— BEGIN PASSAGE GIVEN —

Boeing has had its fair share of safety and engineering issues with its planes from near the end of the 2010s. Most notably, the issues have been with Boeing 737 MAX aircraft crashing in Indonesia and Ethiopia (with settlements of more than $2.5 billion) and more recently Boeing paying Alaska Air Group US$160 million in “initial compensation” when a door blew off.

These developments saw lawsuits, settlements, fines and ongoing changes in the board. Most recently this has included the departure of the chair and chief executive, and follows from earlier departures in 2019 of the chair/chief executive/president.

This ongoing ‘turbulence’ for Boeing provides lessons for New Zealand boards, and not just company boards. They reinforce the core elements of good practice governance which underpin the Institute of Directors’ (IoD) governance development programmes and board evaluation services.

The IoD’s Four Pillars of Governance Best Practice says the board is responsible for the direction and control of a company by:

  • Setting company strategy (in conjunction with management) and monitoring the delivery of that strategy
  • Having an effective board culture that appoints appropriately qualified people to the board and a culture that flows through into the company
  • Appointing the chief executive, setting expectations and monitoring performance
  • Ensuring and setting the culture and expectations for legal compliance

 

“One substantive change in 2019-20 was the separation of the chair and chief executive roles for the first time. While such separation is commonplace in New Zealand, this is a growing trend in the United States.”

Boeing shareholders went to court in 2021 claiming “Boeing’s directors and officers failed them in overseeing mission-critical airplane safety to protect enterprise and [shareholder] value.” The court found the shareholders claims should be upheld on the grounds of:

  • “Directors’ complete failure to establish a reporting system for airplane safety”
  • The board “turning a blind eye to a red flag representing airplane safety problems”


This shareholder lawsuit was settled in 2021 by the Boeing Company’s current and former directors for US$246 million.

Other court judgements and settlements required the board to implement an ombudsman scheme and for the board to take on more oversight of safety, including appointing people to the board with safety expertise.

Boeing has made ongoing changes to the board and chief executive since 2019 in the face of serious criticism of the company’s safety record. There have been significant changes:

One substantive change in 2019-20 was the separation of the chair and chief executive roles for the first time. While such separation is commonplace in New Zealand, this is a growing trend in the United States. Today, nearly 60 per cent of S&P 500 boards split the chair and CEO role, up from 40 per cent a decade ago.

Significant changes have also been made to the board recently, in addition to the ongoing fallout from safety failings and the changes in leadership. Six of the 11 current board members have only been on the board since 2021 and four of those were appointed in the past two years.

Those most recently appointed have backgrounds in engineering, risk management, safety and aviation. This supplements the existing board members with backgrounds in management, security and accounting/finance skills.

— END PASSAGE GIVEN —
— BEGIN DATASET EXCERPTS —

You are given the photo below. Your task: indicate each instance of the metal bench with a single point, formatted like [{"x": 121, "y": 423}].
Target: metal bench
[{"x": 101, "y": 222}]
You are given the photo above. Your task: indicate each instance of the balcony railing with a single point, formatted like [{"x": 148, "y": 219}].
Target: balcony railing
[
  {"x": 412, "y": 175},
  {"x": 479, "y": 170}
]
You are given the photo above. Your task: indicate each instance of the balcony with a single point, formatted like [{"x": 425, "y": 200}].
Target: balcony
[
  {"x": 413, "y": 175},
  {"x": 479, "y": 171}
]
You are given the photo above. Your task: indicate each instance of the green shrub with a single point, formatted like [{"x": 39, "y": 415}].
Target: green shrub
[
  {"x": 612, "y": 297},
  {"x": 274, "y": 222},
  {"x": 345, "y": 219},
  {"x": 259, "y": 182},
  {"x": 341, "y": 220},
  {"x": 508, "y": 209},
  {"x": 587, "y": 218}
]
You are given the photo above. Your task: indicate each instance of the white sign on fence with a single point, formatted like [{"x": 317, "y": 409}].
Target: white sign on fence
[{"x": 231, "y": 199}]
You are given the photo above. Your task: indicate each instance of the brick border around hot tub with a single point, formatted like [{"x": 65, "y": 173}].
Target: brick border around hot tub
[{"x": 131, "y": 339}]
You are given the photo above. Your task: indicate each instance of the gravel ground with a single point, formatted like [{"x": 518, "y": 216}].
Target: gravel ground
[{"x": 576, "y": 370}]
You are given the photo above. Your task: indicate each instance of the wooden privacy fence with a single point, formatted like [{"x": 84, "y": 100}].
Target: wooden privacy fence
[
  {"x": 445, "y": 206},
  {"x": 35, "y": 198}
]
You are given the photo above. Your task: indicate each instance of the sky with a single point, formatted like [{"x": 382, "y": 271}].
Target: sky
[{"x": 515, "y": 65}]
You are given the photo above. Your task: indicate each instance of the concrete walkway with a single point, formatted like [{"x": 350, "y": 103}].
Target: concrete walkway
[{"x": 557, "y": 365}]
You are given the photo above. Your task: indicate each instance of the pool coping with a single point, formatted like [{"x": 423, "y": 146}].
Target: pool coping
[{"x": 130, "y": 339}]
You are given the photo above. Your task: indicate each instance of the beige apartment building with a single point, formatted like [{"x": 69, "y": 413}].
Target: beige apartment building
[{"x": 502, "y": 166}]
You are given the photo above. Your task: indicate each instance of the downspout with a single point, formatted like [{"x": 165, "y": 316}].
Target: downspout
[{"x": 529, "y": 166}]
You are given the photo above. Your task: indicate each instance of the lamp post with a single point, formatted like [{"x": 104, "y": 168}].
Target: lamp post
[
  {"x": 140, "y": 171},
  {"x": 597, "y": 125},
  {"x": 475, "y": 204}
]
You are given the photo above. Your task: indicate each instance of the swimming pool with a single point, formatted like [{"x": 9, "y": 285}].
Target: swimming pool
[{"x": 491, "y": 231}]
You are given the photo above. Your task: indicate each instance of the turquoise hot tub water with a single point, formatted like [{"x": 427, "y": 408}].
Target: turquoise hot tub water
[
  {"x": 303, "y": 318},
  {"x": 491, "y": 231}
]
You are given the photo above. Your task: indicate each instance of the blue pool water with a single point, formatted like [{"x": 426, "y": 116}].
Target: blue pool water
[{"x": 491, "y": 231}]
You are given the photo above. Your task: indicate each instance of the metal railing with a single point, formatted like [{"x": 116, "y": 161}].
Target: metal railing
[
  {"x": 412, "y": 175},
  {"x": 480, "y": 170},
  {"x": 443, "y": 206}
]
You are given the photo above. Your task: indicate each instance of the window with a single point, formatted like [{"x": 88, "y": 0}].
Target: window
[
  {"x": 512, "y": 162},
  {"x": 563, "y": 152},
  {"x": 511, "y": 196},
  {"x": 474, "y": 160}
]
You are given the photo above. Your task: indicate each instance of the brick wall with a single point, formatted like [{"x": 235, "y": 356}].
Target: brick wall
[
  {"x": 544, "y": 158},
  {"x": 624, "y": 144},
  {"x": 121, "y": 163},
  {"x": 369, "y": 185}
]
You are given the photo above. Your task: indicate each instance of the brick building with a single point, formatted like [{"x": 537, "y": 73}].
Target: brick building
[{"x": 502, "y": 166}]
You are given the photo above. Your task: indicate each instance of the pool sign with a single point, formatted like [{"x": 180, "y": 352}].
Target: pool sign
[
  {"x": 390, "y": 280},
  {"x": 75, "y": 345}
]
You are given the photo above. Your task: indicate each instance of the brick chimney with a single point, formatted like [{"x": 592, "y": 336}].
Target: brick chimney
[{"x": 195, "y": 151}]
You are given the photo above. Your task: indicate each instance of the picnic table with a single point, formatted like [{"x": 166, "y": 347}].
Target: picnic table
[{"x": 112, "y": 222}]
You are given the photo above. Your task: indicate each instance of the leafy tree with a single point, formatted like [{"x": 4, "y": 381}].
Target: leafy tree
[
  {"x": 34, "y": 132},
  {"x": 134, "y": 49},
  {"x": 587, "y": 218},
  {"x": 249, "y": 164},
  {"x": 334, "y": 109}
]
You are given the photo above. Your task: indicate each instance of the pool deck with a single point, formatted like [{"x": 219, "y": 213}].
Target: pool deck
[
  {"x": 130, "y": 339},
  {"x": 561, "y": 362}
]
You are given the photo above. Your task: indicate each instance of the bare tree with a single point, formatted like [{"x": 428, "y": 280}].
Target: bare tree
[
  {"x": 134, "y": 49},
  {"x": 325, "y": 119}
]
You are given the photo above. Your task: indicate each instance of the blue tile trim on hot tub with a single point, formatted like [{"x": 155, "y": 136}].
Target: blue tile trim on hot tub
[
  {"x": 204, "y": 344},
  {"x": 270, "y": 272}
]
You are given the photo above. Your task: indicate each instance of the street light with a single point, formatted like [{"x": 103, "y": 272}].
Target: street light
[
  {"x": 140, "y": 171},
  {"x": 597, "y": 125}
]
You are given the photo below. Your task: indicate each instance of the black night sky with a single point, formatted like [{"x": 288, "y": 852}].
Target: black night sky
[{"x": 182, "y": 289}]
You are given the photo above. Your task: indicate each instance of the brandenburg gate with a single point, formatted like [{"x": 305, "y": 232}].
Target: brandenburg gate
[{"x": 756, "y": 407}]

— END DATASET EXCERPTS —

YOUR TASK =>
State whether each statement agrees with the Boeing governance text, giving yes or no and quoting the words of the text that decide it.
1. Boeing's current and former directors settled the shareholder lawsuit for US$246 million.
2. Boeing paid Alaska Air Group US$2.5 billion in initial compensation after a door blew off.
3. Five of the 11 current board members have been on the board only since 2021.

RESULT =>
1. Yes: "This shareholder lawsuit was settled in 2021 by the Boeing Company’s current and former directors for US$246 million."
2. No: "Boeing paying Alaska Air Group US$160 million in “initial compensation” when a door blew off."
3. No: "Six of the 11 current board members have only been on the board since 2021."